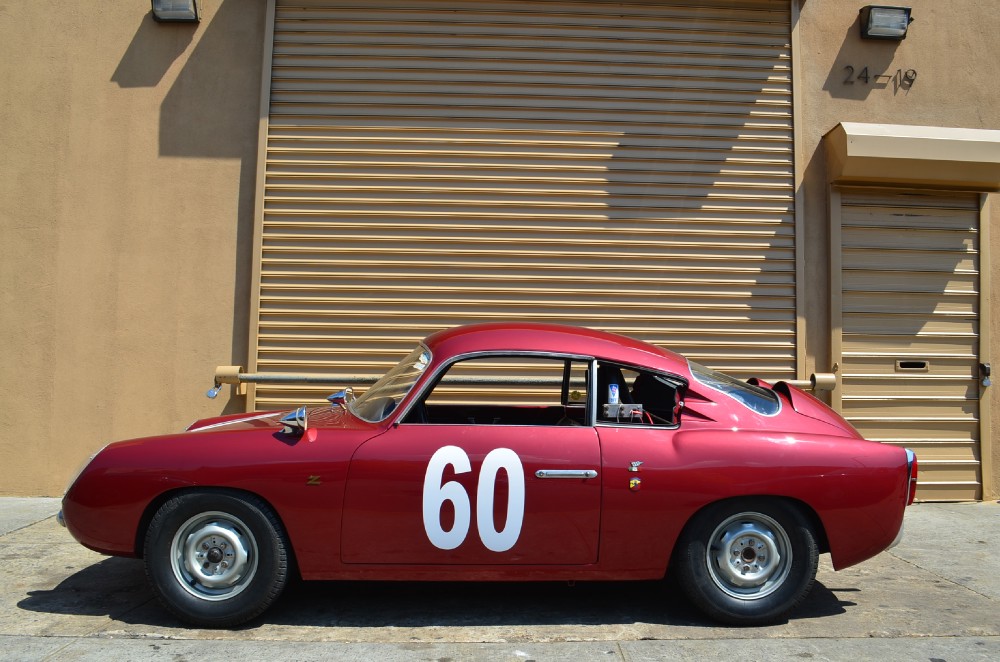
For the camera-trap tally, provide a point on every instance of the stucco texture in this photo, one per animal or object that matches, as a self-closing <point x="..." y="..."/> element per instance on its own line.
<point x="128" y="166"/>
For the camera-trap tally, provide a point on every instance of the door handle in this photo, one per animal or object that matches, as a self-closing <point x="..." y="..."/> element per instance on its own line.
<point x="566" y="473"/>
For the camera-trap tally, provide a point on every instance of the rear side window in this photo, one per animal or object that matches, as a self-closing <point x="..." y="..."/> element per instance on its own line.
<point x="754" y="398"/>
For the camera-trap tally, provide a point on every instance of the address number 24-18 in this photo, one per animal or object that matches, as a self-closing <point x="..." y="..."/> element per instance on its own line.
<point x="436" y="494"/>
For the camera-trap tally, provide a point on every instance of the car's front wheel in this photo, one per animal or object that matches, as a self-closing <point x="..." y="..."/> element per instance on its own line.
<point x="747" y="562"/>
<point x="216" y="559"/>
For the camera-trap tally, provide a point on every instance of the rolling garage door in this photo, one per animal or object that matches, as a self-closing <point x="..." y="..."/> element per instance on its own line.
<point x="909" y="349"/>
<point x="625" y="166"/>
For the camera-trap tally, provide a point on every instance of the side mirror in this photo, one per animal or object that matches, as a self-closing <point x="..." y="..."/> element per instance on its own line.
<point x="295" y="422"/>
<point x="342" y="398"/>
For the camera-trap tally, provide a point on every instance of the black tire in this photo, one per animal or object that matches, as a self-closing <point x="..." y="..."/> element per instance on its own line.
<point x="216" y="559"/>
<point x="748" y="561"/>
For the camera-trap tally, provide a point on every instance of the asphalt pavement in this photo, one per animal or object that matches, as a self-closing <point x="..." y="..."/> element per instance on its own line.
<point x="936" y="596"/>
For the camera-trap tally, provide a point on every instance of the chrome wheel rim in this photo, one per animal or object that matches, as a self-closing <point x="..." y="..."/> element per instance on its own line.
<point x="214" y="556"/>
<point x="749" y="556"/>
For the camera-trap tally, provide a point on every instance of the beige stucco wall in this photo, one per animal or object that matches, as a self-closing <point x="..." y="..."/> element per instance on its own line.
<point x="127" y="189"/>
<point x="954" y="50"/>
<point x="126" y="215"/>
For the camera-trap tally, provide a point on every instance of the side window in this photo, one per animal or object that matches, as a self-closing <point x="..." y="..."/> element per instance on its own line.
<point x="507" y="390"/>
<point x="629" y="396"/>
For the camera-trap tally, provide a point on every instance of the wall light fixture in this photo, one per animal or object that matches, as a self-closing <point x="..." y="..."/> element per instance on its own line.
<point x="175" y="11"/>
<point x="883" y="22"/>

▶ _Problem statement_:
Write out every line above exactly as it is, leaving out the pictures.

▶ _Task answer_:
For the camera-trap tally, provide a point on every instance of the stucco texture in this photo, one per animal or object that matches, as a self-closing <point x="..." y="..."/> element per instance on its own line.
<point x="128" y="166"/>
For the camera-trap tally, provide a point on every instance of the door handle in this photo, one per animal or object that matches, as a self-closing <point x="..." y="..."/> element per instance on its own line.
<point x="566" y="473"/>
For the camera-trap tally, provide a point on every instance of the rear side window in this photo, one per animal or object that matches, as a self-closing <point x="..." y="..."/> element per instance on its own line.
<point x="754" y="398"/>
For the camera-trap tally, provide a point on every instance of the address number 24-18 in this photo, one per animal or object that matches, as a self-closing <point x="..." y="..."/> element per instance on its own line.
<point x="436" y="494"/>
For the camera-trap tally, provide a point on every instance of the car's front wheel in this photo, one per animal or object that matches, as a self-closing <point x="..." y="..."/> element per instance on its own line.
<point x="747" y="562"/>
<point x="216" y="559"/>
For the camera-trap tally, provide a point on every instance of the rolling garage door in this photo, one per animal or object that matches, as a self-closing <point x="..." y="..."/> element per instance on its own line.
<point x="909" y="349"/>
<point x="625" y="166"/>
For the camera-trap tally, provide a point on every instance of the side mirror in this photo, one per animal or object that matches, as a self-closing <point x="..." y="..."/> element per instance on its own line.
<point x="295" y="422"/>
<point x="342" y="398"/>
For the camera-trap tally, provide a point on every instance of the black tire in this photo, one per animal or object that matches, as a self-closing <point x="..." y="..."/> element per instance on its own line.
<point x="216" y="559"/>
<point x="748" y="561"/>
For the camera-trap tally, provide a point on every instance of the asphalt pavement in this photo, one per animal or object that matches, as a self-closing <point x="..." y="..."/> element per instance on its own line.
<point x="936" y="596"/>
For the camera-trap tally, provide a point on every instance of the chrome wheel rim in this photo, one per animal or object that matches, as a self-closing <point x="..." y="..."/> element per instance on its own line.
<point x="214" y="556"/>
<point x="749" y="556"/>
For the camera-trap tally, provide a point on every instance of the beige stucco wall in this photo, one per animal or object that matches, as a self-closing <point x="..." y="..."/> element per instance on its own line.
<point x="127" y="189"/>
<point x="954" y="50"/>
<point x="126" y="215"/>
For the camera-trap tally, provide a point on every instance of the side window in this photo, one per animal or object that matches, as a self-closing <point x="..." y="..."/> element per instance on its own line.
<point x="507" y="390"/>
<point x="629" y="396"/>
For the camera-trap tally, provide a point on every instance of the wall light fixture in this photo, one per animal or object that matches, as a self-closing <point x="..." y="..."/> element per instance on its own line.
<point x="175" y="11"/>
<point x="883" y="22"/>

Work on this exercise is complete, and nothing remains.